(Problem to work on): Print, word for word, the part of the code review notes below that begins at "28. **No concurrent/stress" and stops after "would increase confidence.".

(Passage for review Opens)

27. **Integration tests skip silently when `TEST_DATABASE_URL` is not set.** Each test starts with `if !require_test_db() { return; }`. This means CI must explicitly set the env var, and a misconfigured CI pipeline would report all tests as passing. Consider using `#[cfg(feature = "integration")]` or a custom test harness to make the requirement explicit.

28. **No concurrent/stress tests for rate limiters.** The `RateLimiter` and `ProviderRateLimiter` are tested for correctness but not for thread safety under contention. Given they use `DashMap` for lock-free access, a multi-threaded stress test would increase confidence.

29. **Missing negative tests for `create_provider` with empty API key.** The factory tests check unknown providers but not empty or whitespace-only API keys.

---

## Prioritized Recommendations

### High Priority (correctness/safety)

| # | Finding | File | Fix |
|---|---------|------|-----|
| 4 | `msg[..200]` panics on multi-byte UTF-8 | `synthesis.rs:1313` | Use `msg.chars().take(200)` or `char_indices()` |
| 10 | Spawned generation task swallows panics | `generation.rs:73-75` | Wrap in double-spawn or catch `JoinError` |
| 25 | Missing SSRF check on initial source page fetch | `source_scraper.rs:41` | Call `check_ssrf` before `http_client.get()` |

### Medium Priority (performance/maintainability)

| # | Finding | File | Fix |
|---|---------|------|-----|
| 1 | `AppConfig` cloned with secrets | `config.rs`, `main.rs:59` | Wrap in `Arc<AppConfig>` |
| 3 | Excessive cloning in synthesis pipeline | `synthesis.rs` (59 clones) | Use `Arc<str>`, `Arc<Value>`, `Arc<Vec<String>>` for shared immutables |
| 7 | N+1 individual INSERTs for article history | `article_history.rs:78-87` | Use batch INSERT or `UNNEST` |
| 19 | `Selector::parse` called per-invocation | `scraper.rs` | Use `LazyLock` for static selectors |
| 26 | No tests for generation pipeline | `synthesis.rs` | Introduce trait-based mocks for scraper/LLM/DB |

### Low Priority (code quality/future-proofing)

| # | Finding | File | Fix |
|---|---------|------|-----|
| 2 | `format!` allocation on every cookie segment | `middleware/auth.rs:40-41` | Pre-compute prefix string |
| 9 | TOCTOU race in `JobStore::create_job` | `synthesis.rs:108-145` | Use DashMap entry API for atomic check-and-insert |
| 12 | UUID parameters lack type distinction | Throughout | Introduce newtype wrappers |
| 13 | Provider names are bare strings | Throughout | Use `ProviderName` enum |
| 14 | `i32` to `u32` cast without validation | `rate_limiter.rs:188` | Use `TryFrom` or add DB constraint |
| 16 | Repeated `format!("category_{}", i)` | `synthesis.rs` | Pre-compute category keys |
| 24 | No length validation on LLM prompt inputs | Settings/synthesis | Cap `theme` and category name lengths |

### Code Duplication Worth Addressing

The **classify/summarize batch processing** logic appears twice in `synthesis.rs`: once for Phase 1 (personalized sources, lines ~458-541) and once for Phase 2 Brave search path (lines ~667-749). These are nearly identical blocks of ~80 lines each. Extracting a shared function like `classify_batch(articles, provider, model, categories, ...)` would significantly reduce the maintenance burden and risk of the two paths diverging.

(Passage for review Closes)
(Extracted entries Opens)

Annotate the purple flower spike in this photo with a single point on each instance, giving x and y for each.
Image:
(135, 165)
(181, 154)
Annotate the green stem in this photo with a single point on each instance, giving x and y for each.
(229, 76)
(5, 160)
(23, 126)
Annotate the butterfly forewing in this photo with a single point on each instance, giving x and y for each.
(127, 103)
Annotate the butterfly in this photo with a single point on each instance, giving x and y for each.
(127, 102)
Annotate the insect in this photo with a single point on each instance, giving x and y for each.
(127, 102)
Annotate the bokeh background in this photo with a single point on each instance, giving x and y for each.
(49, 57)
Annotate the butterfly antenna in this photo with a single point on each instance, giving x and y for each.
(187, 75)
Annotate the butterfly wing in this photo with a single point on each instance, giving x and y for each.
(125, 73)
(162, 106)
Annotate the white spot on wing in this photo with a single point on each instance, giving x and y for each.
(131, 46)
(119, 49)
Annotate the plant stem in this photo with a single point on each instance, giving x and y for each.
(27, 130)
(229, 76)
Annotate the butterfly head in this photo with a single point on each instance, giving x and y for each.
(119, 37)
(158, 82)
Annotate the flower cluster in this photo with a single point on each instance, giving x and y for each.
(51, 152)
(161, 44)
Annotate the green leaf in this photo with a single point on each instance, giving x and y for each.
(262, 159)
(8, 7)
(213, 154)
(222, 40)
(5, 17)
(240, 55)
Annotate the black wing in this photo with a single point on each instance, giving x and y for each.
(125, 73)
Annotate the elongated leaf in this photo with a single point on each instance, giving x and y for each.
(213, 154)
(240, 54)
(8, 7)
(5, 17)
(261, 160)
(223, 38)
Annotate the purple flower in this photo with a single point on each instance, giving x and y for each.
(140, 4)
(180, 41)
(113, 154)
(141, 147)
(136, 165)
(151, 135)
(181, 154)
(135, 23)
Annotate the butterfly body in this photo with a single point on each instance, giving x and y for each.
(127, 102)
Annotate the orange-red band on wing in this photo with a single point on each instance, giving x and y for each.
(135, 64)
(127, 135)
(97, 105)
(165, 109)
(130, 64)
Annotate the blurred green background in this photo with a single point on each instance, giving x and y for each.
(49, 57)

(Extracted entries Closes)

(Solved exercise):
28. **No concurrent/stress tests for rate limiters.** The `RateLimiter` and `ProviderRateLimiter` are tested for correctness but not for thread safety under contention. Given they use `DashMap` for lock-free access, a multi-threaded stress test would increase confidence.